Assignment 1:
Please decide whether each statement below agrees with the article on loss carryback. Answer yes or no for each, quoting the deciding words.
(a) Loss carryback already applies to local business tax.
(b) The Second Corona Tax Assistance Act raised the maximum amount for loss carryback from one to five million euros.
(c) Partnerships benefit directly from the extended loss carryback.
Assignment 2:
Using the article on loss carryback, answer each question on its own line.
(a) Philipp Lamprecht is a professor of which fields?
(b) What is the German name of the Second Corona Tax Assistance Act?
(c) Among what kind of enterprises are partnerships particularly common?

Document passage:
******************************

Relieving the burden on small and medium-sized enterprises in the Corona crisis

SAFE White Paper shows that the loss carryback as a tool of economic policy becomes much more effective if it is extended to local business tax

To provide relief in particular for small and medium-sized enterprises (SMEs) and local authorities in Germany, it has to be possible to offset as well losses against corporate profits from the previous year for local business tax (Gewerbesteuer) purposes. Alfons Weichenrieder, SAFE Fellow and Professor of Finance at Goethe University Frankfurt, and Philipp Lamprecht, Professor of Tax Law and Civil Law at Goethe University Frankfurt, come to this conclusion in a current SAFE White Paper (in German).

So far, this kind of loss carryback only applies to the income and corporation tax. For these taxes, the Second Corona Tax Assistance Act (Zweites Corona-Steuerhilfegesetz) has extended the loss carryback by increasing the maximum amount applicable to it fivefold from one to five million euros. However, the extension of the loss carryback thus only benefits large companies and only those that pay income or corporation tax. The partnerships (Personengesellschaften), which are particularly common among SMEs, will not be reached by this measure, or at best only indirectly. Whereas, extending the loss carryback to local business tax, all companies could be equally relieved.

******************************

Source data:

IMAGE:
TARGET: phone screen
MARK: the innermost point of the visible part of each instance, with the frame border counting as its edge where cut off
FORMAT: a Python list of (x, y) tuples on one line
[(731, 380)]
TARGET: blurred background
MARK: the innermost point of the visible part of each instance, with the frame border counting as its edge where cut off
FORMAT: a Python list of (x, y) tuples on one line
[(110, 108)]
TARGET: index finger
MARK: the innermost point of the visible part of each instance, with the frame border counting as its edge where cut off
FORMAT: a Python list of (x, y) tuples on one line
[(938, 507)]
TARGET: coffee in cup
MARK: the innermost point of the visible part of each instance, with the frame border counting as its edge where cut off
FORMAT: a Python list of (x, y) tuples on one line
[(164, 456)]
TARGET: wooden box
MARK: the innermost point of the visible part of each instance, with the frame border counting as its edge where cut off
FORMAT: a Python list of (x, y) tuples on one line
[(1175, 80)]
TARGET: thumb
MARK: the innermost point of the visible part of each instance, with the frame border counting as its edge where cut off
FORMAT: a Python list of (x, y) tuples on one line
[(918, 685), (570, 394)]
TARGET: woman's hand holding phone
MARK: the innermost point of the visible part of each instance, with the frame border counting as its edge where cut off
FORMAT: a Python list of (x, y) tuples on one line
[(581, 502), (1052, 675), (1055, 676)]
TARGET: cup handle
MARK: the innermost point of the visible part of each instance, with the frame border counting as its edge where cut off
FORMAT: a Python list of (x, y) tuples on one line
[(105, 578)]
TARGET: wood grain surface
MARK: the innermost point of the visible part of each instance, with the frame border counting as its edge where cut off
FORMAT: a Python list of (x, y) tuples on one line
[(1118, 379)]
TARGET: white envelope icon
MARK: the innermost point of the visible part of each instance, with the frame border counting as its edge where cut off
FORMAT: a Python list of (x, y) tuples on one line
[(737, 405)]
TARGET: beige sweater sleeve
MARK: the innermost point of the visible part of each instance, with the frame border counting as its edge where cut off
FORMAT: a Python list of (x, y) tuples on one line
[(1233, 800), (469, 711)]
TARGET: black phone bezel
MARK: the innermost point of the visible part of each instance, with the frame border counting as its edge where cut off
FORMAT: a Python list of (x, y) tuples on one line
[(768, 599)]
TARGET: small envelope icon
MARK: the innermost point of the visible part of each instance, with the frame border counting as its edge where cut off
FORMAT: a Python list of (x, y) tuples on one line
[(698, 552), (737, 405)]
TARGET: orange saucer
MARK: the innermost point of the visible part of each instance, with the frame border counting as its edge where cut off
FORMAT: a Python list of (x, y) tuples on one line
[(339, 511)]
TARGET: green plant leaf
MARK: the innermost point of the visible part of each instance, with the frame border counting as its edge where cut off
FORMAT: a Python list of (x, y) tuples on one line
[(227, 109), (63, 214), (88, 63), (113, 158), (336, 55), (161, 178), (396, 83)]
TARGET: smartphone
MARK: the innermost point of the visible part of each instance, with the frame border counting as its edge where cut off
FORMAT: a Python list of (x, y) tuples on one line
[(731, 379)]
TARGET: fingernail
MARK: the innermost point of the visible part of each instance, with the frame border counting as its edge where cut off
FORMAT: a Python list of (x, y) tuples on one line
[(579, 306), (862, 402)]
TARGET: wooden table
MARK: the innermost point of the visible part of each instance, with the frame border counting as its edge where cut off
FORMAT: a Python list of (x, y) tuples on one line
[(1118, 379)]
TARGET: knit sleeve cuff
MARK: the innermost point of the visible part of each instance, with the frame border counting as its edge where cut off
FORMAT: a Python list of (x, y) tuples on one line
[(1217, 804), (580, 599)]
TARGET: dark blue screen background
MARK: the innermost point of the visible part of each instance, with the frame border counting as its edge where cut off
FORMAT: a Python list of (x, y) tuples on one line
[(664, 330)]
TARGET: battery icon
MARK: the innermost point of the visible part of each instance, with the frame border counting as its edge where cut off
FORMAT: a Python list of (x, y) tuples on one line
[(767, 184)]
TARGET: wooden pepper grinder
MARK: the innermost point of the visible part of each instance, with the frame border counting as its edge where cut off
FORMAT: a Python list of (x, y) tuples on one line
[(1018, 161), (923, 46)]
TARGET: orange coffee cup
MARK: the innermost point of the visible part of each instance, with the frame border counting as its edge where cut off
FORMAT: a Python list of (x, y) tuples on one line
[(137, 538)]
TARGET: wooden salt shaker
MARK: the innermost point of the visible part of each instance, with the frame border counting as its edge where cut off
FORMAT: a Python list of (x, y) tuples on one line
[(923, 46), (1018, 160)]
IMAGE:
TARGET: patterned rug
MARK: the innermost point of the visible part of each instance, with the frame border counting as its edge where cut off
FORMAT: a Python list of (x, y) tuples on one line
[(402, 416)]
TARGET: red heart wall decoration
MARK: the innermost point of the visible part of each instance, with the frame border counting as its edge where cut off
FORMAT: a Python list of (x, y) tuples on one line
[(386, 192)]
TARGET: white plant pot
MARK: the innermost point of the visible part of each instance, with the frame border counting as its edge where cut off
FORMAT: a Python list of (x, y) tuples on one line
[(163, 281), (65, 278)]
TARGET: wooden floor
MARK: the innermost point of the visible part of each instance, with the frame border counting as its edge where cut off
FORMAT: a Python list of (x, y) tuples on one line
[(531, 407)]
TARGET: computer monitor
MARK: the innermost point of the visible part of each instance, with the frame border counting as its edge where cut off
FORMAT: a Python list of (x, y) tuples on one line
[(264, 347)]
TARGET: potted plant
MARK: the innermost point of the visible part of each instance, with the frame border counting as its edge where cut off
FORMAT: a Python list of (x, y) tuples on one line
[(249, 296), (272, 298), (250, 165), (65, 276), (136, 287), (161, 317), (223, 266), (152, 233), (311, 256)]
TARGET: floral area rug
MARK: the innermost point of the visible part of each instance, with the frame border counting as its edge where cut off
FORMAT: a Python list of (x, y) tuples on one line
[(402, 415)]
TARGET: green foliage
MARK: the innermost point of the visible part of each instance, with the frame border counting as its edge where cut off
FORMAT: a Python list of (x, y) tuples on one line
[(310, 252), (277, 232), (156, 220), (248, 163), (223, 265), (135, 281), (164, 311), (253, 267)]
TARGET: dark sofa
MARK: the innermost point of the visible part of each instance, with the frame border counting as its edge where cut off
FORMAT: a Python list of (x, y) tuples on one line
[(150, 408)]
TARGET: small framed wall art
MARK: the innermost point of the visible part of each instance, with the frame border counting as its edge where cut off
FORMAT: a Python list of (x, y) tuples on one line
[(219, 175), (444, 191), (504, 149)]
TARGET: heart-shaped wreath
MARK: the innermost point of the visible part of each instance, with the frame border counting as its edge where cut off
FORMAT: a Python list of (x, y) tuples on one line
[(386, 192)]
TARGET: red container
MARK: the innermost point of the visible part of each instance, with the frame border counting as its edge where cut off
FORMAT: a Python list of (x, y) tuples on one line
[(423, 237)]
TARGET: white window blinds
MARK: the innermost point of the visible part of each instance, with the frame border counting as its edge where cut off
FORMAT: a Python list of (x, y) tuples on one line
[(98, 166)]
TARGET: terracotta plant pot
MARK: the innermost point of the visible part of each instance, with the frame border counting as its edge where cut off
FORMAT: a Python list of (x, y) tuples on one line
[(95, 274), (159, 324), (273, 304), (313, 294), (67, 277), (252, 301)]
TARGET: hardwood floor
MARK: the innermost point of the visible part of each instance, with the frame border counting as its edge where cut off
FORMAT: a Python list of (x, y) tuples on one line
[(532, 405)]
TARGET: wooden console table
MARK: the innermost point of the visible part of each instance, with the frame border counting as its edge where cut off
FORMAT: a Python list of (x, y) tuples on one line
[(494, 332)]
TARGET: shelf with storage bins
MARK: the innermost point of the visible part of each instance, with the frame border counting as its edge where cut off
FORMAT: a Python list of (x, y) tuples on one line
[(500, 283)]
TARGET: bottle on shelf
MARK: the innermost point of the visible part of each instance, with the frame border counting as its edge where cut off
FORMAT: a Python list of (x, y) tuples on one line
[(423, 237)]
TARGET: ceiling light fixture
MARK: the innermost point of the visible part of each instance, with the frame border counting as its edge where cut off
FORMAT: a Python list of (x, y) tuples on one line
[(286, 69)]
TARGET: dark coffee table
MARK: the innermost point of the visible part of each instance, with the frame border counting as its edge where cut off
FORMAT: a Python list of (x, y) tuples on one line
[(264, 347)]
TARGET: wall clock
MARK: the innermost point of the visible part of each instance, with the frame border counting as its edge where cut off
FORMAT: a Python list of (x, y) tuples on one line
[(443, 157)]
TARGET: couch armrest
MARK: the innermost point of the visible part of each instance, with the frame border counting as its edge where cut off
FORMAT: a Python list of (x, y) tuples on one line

******************************

Exercise response 1:
(a) No: "So far, this kind of loss carryback only applies to the income and corporation tax."
(b) Yes: "increasing the maximum amount applicable to it fivefold from one to five million euros"
(c) No: "will not be reached by this measure, or at best only indirectly"

Exercise response 2:
(a) Tax Law and Civil Law
(b) Zweites Corona-Steuerhilfegesetz
(c) Small and medium-sized enterprises (SMEs)